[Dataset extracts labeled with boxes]
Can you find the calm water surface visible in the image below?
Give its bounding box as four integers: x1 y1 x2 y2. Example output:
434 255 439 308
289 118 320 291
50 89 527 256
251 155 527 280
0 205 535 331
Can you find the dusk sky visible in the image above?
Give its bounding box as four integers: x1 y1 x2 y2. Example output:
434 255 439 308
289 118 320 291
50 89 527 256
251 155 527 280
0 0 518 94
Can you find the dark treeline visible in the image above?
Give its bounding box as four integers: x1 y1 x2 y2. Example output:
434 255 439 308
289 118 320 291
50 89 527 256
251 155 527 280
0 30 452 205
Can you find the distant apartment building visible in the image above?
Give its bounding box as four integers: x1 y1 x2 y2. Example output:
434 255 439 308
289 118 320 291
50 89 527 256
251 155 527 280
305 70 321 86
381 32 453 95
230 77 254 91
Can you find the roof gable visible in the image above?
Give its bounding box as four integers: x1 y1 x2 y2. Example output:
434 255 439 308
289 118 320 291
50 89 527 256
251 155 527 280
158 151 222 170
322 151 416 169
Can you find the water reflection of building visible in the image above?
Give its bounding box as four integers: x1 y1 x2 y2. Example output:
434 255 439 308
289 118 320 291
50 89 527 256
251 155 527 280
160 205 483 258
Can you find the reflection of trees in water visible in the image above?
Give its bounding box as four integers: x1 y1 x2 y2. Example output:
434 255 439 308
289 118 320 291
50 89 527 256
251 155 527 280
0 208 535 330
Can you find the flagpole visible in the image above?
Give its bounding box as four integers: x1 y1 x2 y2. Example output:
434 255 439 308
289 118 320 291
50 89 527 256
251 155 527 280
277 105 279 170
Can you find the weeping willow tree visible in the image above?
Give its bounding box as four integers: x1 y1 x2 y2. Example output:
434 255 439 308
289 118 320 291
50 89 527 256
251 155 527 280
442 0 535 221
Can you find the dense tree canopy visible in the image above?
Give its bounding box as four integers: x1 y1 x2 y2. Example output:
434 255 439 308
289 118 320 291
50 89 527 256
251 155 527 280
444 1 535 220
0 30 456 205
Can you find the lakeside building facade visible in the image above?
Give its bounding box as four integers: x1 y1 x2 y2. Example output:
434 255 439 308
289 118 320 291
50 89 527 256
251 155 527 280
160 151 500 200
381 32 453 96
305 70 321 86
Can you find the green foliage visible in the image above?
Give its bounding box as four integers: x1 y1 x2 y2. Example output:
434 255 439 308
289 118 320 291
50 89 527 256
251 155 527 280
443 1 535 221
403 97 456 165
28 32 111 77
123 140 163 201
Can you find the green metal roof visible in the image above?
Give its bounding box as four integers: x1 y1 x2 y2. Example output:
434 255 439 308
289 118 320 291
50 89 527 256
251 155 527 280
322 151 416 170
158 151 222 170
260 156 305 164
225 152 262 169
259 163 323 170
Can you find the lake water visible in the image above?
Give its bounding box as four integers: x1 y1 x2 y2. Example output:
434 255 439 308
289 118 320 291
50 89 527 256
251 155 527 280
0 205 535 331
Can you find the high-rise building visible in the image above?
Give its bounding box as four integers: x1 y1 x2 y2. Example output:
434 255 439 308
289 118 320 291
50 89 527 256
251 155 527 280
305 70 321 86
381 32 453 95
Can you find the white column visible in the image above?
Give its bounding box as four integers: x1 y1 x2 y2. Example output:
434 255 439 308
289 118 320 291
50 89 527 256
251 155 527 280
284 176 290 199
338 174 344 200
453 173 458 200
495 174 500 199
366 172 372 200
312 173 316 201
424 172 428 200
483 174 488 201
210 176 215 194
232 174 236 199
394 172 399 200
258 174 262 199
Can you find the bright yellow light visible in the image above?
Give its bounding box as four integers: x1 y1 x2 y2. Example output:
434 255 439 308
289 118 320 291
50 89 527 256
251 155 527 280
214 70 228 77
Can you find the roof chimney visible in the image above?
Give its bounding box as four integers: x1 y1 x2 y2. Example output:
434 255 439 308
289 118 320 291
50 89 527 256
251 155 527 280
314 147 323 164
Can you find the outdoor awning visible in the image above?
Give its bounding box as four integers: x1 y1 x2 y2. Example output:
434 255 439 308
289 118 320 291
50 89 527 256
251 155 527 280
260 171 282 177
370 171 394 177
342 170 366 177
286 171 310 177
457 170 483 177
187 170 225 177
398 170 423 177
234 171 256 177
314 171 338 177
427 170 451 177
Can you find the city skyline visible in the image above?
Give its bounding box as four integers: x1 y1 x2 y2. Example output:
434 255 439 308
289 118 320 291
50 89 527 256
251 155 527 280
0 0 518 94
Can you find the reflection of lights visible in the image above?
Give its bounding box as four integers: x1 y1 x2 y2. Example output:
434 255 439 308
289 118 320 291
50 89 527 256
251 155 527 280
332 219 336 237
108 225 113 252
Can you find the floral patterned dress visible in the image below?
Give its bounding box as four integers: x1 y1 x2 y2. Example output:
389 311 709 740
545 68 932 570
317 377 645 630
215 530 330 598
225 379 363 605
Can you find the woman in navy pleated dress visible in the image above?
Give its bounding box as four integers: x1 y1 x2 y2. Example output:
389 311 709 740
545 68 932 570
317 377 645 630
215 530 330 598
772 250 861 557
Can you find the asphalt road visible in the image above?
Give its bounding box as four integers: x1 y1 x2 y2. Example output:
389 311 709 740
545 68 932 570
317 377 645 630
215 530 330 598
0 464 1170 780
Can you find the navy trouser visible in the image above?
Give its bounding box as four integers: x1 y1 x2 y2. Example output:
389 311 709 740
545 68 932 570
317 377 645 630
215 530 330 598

* **Exercise objective**: Rewrite the rows above, changing "four integers" to "four whole numbers" in every one and keeping all other text the same.

* **Exercise answer**:
Can you find the calm water surface visible in the image below?
Give its bounding box as four whole numbers: x1 y1 x2 y2. Example output:
434 255 439 308
289 118 320 291
50 89 527 256
251 155 527 280
0 205 535 331
Can you find the dusk sky visible in the image above?
Give its bounding box as four whole numbers: x1 y1 x2 y2. Example output:
434 255 439 308
289 118 320 291
50 89 527 256
251 155 527 280
0 0 518 94
Can you find the dark treeline visible in the image above?
Give its bounding box as four whole numbers: x1 y1 x2 y2. Example output:
434 255 439 308
289 118 320 291
50 89 527 256
251 155 527 280
0 30 452 205
Can you find the distant apartment building visible in the image above?
Give its bounding box as four whole numbers: x1 y1 x2 y2. Example output:
434 255 439 308
289 118 320 291
50 89 527 256
251 155 527 280
305 70 321 86
381 32 453 95
230 77 254 91
Can you find the roof gable visible in the image above?
Give its bounding box as four whole numbers: x1 y1 x2 y2. Example output:
434 255 439 308
289 118 320 291
50 89 527 256
251 155 527 280
158 151 222 170
322 151 416 169
Can you find the water reflection of building visible in the image above?
Give its bounding box as four whole numbers: x1 y1 x2 y2. Example output:
434 255 439 308
289 118 320 291
50 89 527 256
251 155 527 280
160 205 483 258
Can you find the reflection of trees in water visible in the image above?
Give its bounding box as four whole numbers: x1 y1 x2 y2. Example output:
434 255 439 308
289 118 320 291
50 89 527 256
251 155 527 280
0 208 535 330
Can you find the flagpole visible in the image above?
Give its bounding box as four whole numbers: x1 y1 x2 y2. Example output:
434 255 439 308
289 118 320 291
50 89 527 256
251 155 527 280
277 105 279 170
Can you find the weeping willow tree visible in the image above?
Give its bounding box as four whole numbers: x1 y1 x2 y2. Example output:
434 255 439 308
289 118 320 291
50 89 527 256
251 155 527 280
442 0 535 221
Can you find the dense tree canopy visible in the image above?
Give its bounding box as four whole numbers: x1 y1 x2 y2. Example output:
434 255 439 308
289 118 320 291
50 89 527 256
251 155 527 280
444 1 535 220
0 30 456 205
Can you find the lakeside building facade visible in the image above?
Give its bounding box as four whole numbers: x1 y1 x2 y2. Example output:
434 255 439 308
289 118 320 291
50 89 527 256
251 155 527 280
160 151 500 200
381 32 453 96
305 70 321 86
Can you find the green foliage visible in the image above?
Give its bounding box as four whole numbers: x1 y1 x2 y2. Example output:
434 255 439 308
289 118 320 291
50 89 527 256
251 155 527 280
443 1 535 221
403 97 456 165
28 32 111 77
123 140 163 201
Can you find the green metal roof visible in the image above?
Give its bounding box as four whole numbers: x1 y1 x2 y2. Example output:
434 255 439 308
289 118 320 291
50 89 527 256
251 155 527 280
322 151 416 170
158 151 222 170
260 156 305 164
225 152 262 169
259 163 323 170
Can you find the lake water visible in the image above?
Give its bounding box as four whole numbers: x1 y1 x2 y2. Example output:
434 255 439 308
289 118 320 291
50 89 527 256
251 155 527 280
0 205 535 331
Can you find the high-rise building visible in the image above?
Give its bounding box as four whole numbers: x1 y1 x2 y2. Example output:
434 255 439 308
289 118 320 291
50 89 527 256
251 155 527 280
305 70 321 86
381 32 453 95
Can you find the white column visible in the image above?
Give its bounding box as four whole numbers: x1 y1 x2 y2. Example output:
434 255 439 308
289 118 320 291
50 89 527 256
251 155 527 280
284 176 290 199
338 174 344 200
453 173 458 200
495 174 500 199
366 172 372 200
312 173 316 201
424 172 428 200
483 174 488 201
210 176 215 194
232 174 236 199
394 172 399 200
258 174 262 199
Can you find the bright yellow light visible in the image above?
Give its bounding box as four whole numbers: x1 y1 x2 y2. Example output:
434 255 439 308
289 118 320 291
50 89 527 256
251 155 527 280
214 70 228 77
Can you find the roof chimney visible in the image above?
Give its bounding box as four whole numbers: x1 y1 x2 y2. Example output:
434 255 439 308
289 118 320 291
50 89 527 256
251 155 527 280
314 147 323 164
Can you find the outdoor awning visible in the image above?
Give its bounding box as four whole numbers: x1 y1 x2 y2. Example output:
434 255 439 308
289 118 320 291
50 89 527 256
251 155 527 280
260 171 282 177
370 171 394 177
342 170 366 177
286 171 310 177
457 170 483 177
187 170 225 177
398 170 423 177
234 171 256 177
314 171 338 177
427 170 451 177
Can you find the city skyline visible in the image above?
Give its bounding box as four whole numbers: x1 y1 x2 y2. Example output:
434 255 439 308
289 118 320 291
50 89 527 256
251 155 527 280
0 0 518 94
Can you find the reflection of lights visible in the image above?
Give its bounding box as four whole numbers: x1 y1 x2 y2. Example output:
434 255 439 308
289 118 320 291
50 89 527 256
251 155 527 280
332 219 336 237
108 225 113 252
Can you find the floral patterned dress visible in the image below?
Give its bounding box as four whole numbers: x1 y1 x2 y2. Example output:
389 311 709 740
545 68 932 570
317 377 645 630
215 530 330 598
225 379 363 605
Can you find the woman in navy pleated dress visible in the image above?
Give its bounding box as four whole numbers: x1 y1 x2 y2. Example output:
389 311 709 740
545 68 932 570
317 377 645 630
215 530 330 598
772 250 861 557
Can you find the asphalt road visible in the image above?
Give its bounding box as four whole numbers: x1 y1 x2 y2. Example output:
389 311 709 740
545 68 932 570
317 377 645 630
215 530 330 598
0 464 1170 780
Can you find the navy trouser visible in the image above?
Give its bounding box as four whole numbers: x1 y1 x2 y2. Example output:
389 311 709 740
545 68 932 570
317 377 645 630
215 530 330 598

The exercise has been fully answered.